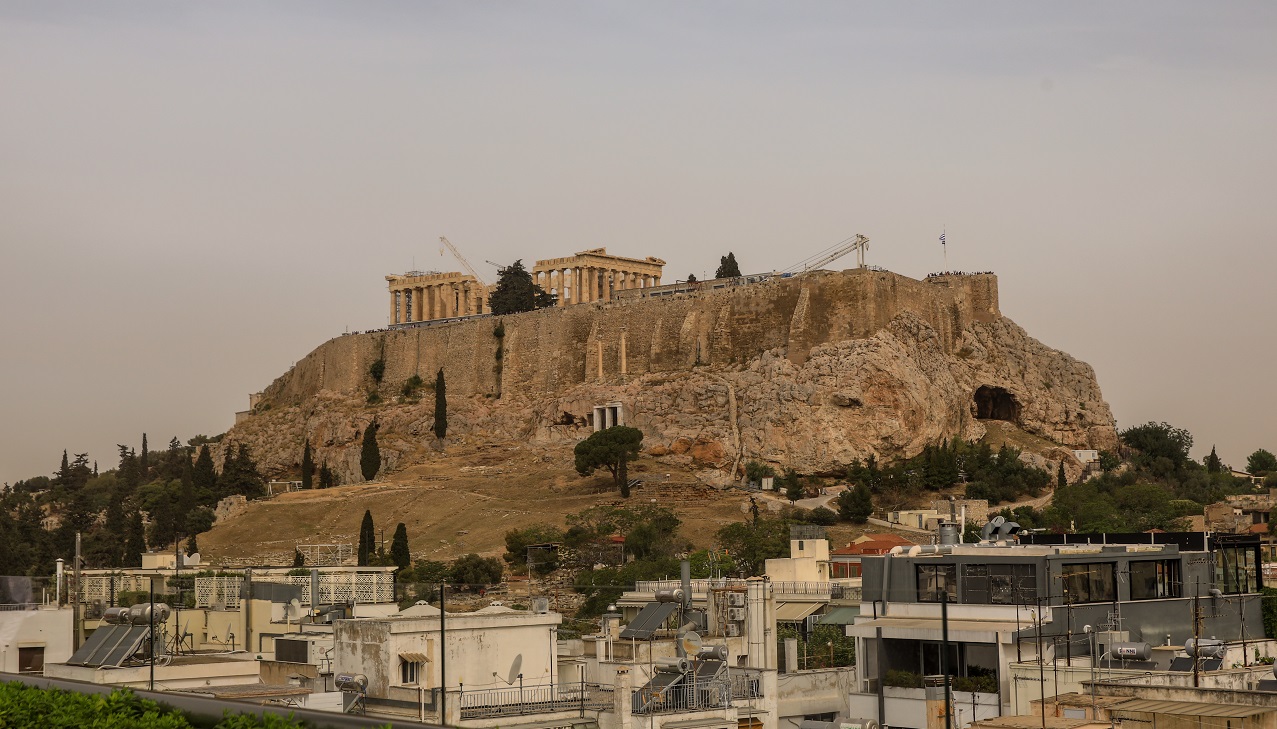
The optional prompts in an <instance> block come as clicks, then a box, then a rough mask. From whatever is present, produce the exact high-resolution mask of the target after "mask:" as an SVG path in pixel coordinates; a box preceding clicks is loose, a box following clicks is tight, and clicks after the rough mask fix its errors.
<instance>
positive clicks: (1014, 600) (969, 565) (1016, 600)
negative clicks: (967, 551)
mask: <svg viewBox="0 0 1277 729" xmlns="http://www.w3.org/2000/svg"><path fill="white" fill-rule="evenodd" d="M962 577H963V582H962V594H963V603H967V604H974V605H990V604H991V605H1027V604H1029V603H1032V601H1033V600H1036V599H1037V566H1036V564H964V566H963V572H962Z"/></svg>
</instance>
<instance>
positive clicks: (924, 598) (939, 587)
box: [918, 564, 958, 603]
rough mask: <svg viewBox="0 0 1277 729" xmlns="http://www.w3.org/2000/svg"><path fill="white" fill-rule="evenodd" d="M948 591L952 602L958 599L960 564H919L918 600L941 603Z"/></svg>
mask: <svg viewBox="0 0 1277 729" xmlns="http://www.w3.org/2000/svg"><path fill="white" fill-rule="evenodd" d="M946 592H948V594H949V601H950V603H956V601H958V566H956V564H919V566H918V601H919V603H939V601H940V600H941V599H942V596H944V595H945V594H946Z"/></svg>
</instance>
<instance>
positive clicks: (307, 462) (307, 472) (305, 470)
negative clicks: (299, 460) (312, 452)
mask: <svg viewBox="0 0 1277 729" xmlns="http://www.w3.org/2000/svg"><path fill="white" fill-rule="evenodd" d="M314 471H315V460H314V456H312V455H310V439H309V438H306V444H305V447H304V448H303V449H301V488H303V489H310V488H312V480H313V476H314Z"/></svg>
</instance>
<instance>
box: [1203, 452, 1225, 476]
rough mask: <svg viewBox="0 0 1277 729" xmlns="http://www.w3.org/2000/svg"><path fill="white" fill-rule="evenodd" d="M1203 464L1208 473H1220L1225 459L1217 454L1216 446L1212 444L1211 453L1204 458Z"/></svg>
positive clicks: (1222, 468) (1214, 473)
mask: <svg viewBox="0 0 1277 729" xmlns="http://www.w3.org/2000/svg"><path fill="white" fill-rule="evenodd" d="M1202 465H1204V466H1205V471H1207V472H1208V474H1218V472H1220V471H1222V470H1223V461H1221V460H1220V457H1218V456H1216V453H1214V446H1211V455H1209V456H1207V457H1205V458H1203V460H1202Z"/></svg>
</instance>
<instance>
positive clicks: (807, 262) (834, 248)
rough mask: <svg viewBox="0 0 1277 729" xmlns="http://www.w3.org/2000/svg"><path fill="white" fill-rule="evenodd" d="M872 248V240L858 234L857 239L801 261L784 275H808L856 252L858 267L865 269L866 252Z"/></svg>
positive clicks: (856, 258)
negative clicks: (804, 274) (817, 268)
mask: <svg viewBox="0 0 1277 729" xmlns="http://www.w3.org/2000/svg"><path fill="white" fill-rule="evenodd" d="M868 248H870V239H867V237H865V236H863V235H861V234H856V237H854V239H853V237H847V239H843V240H840V241H838V243H835V244H834V245H831V246H829V248H826V249H825V250H820V252H816V253H813V254H812V255H810V257H808V258H805V259H803V260H799V262H798V263H796V264H794V266H792V267H789V268H787V269H784V271H783V272H782V273H789V274H793V273H806V272H808V271H812V269H816V268H822V267H825V266H829V264H830V263H833V262H835V260H838V259H839V258H842V257H844V255H847V254H848V253H850V252H853V250H854V252H856V266H858V267H859V268H865V252H866V250H868Z"/></svg>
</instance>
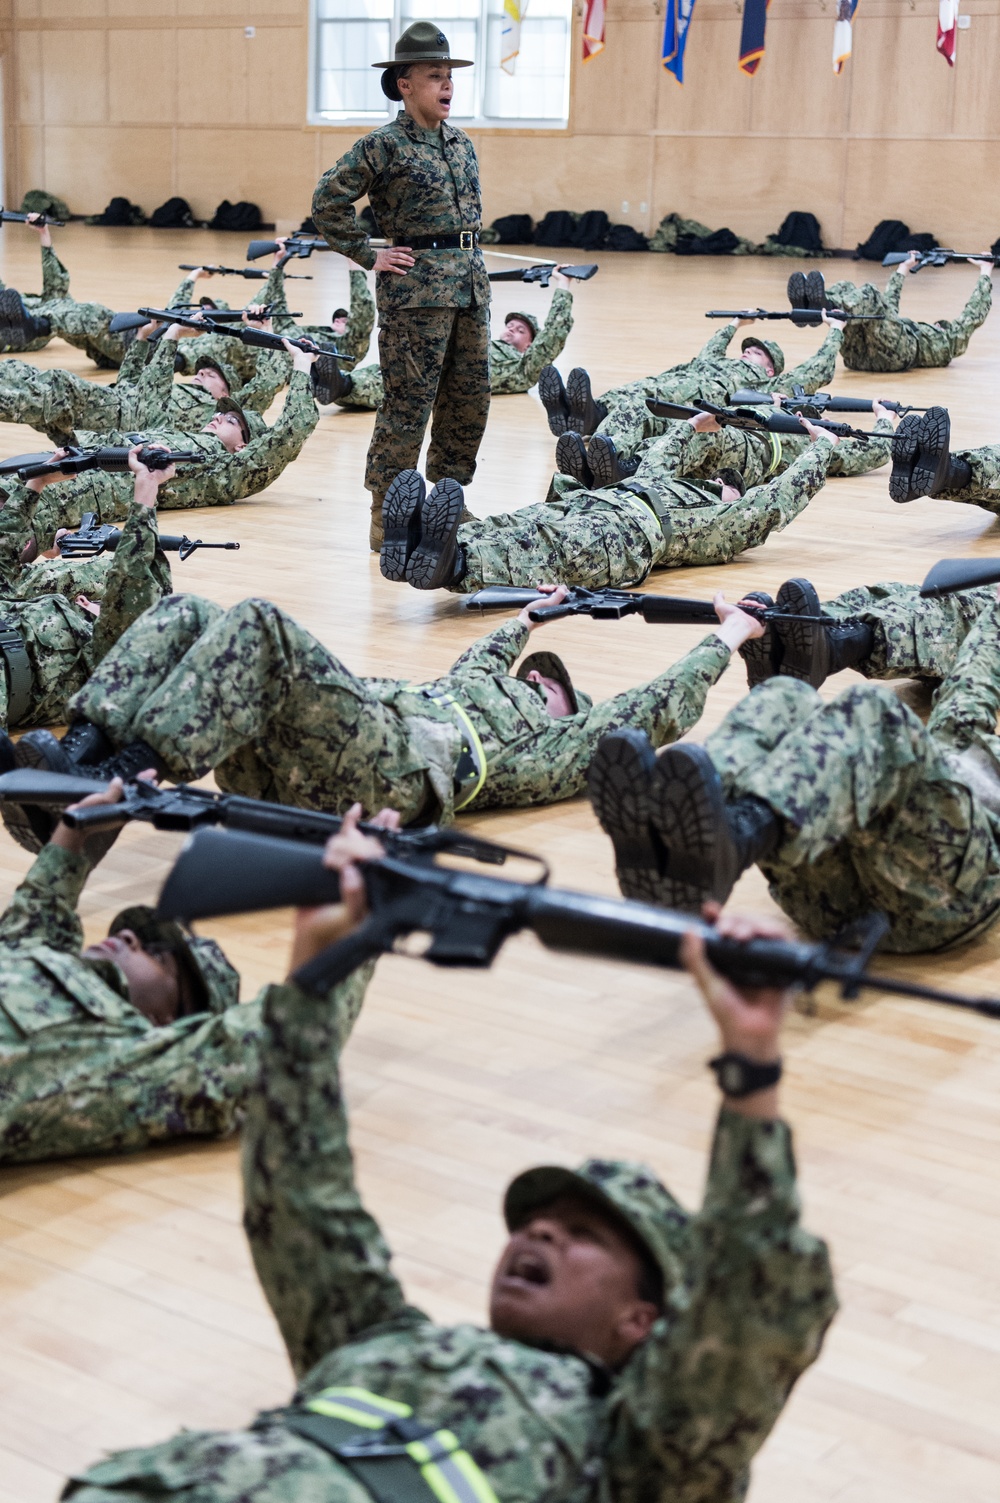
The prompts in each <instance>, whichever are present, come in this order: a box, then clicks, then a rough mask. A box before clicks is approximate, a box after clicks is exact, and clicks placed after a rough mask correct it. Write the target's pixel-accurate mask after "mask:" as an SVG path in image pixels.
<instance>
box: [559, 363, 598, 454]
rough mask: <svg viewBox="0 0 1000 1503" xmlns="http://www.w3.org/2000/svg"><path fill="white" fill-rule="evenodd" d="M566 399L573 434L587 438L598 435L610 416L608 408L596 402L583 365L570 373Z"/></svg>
mask: <svg viewBox="0 0 1000 1503" xmlns="http://www.w3.org/2000/svg"><path fill="white" fill-rule="evenodd" d="M565 397H567V401H568V404H570V421H568V427H570V428H571V430H573V433H582V434H583V436H585V437H589V434H591V433H597V428H598V427H600V425H602V422H603V421H605V418H606V416H608V407H605V406H603V403H600V401H595V400H594V392H592V391H591V379H589V376H588V374H586V371H585V370H583V368H582V365H576V367H574V368H573V370H571V371H570V374H568V377H567V382H565Z"/></svg>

◆ ◆ ◆ ◆ ◆

- **WORK ITEM**: Give again, word for word, every line from the top of the data above to the line holding "positive clicks: (1014, 600)", inclusive, with the pictures left out.

- **REPLY**:
The optional prompts in an <instance> block come as clicks, then a box, then a rough mask. From whatever is present, produce the exact high-resolution mask of the target after "mask:" as an SVG path in pixel coordinates; a box preceding clicks is loose, a box following clicks is tight, and clicks after the rough mask fix its errors.
<instance>
positive clicks: (1014, 600) (969, 565) (1016, 600)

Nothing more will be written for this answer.